TASK DIRECTIONS → Once the line containing "box: [969, 728, 988, 792]" is found, copy that line and all remaining lines of the records exactly, including the last one, and add nothing.

TASK INPUTS →

####

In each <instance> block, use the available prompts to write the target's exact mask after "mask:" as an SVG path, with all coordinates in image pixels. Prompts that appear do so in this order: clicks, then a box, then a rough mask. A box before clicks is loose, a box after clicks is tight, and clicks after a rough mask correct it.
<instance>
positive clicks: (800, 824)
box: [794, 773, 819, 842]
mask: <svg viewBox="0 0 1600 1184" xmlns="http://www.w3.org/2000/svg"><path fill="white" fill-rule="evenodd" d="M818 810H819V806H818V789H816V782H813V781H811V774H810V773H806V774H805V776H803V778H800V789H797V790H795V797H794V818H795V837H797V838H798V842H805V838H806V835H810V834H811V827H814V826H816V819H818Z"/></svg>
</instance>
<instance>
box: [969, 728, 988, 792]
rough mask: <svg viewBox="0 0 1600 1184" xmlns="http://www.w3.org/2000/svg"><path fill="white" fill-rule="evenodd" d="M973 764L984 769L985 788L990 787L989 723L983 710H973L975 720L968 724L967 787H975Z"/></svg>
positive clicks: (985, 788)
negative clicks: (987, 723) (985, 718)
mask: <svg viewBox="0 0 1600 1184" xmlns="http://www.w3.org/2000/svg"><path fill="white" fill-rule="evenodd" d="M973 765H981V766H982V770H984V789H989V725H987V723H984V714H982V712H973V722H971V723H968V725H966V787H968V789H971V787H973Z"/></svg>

####

ANSWER TO THE PROBLEM →
box: [969, 728, 988, 792]
rough mask: <svg viewBox="0 0 1600 1184" xmlns="http://www.w3.org/2000/svg"><path fill="white" fill-rule="evenodd" d="M973 764L984 769L985 788L990 787L989 723L983 710H973L975 720L968 724L967 787H975Z"/></svg>
positive clicks: (985, 788)
negative clicks: (987, 723) (985, 718)
mask: <svg viewBox="0 0 1600 1184" xmlns="http://www.w3.org/2000/svg"><path fill="white" fill-rule="evenodd" d="M973 765H981V766H982V770H984V789H989V725H987V723H984V714H982V712H973V722H971V723H968V725H966V787H968V789H971V787H973Z"/></svg>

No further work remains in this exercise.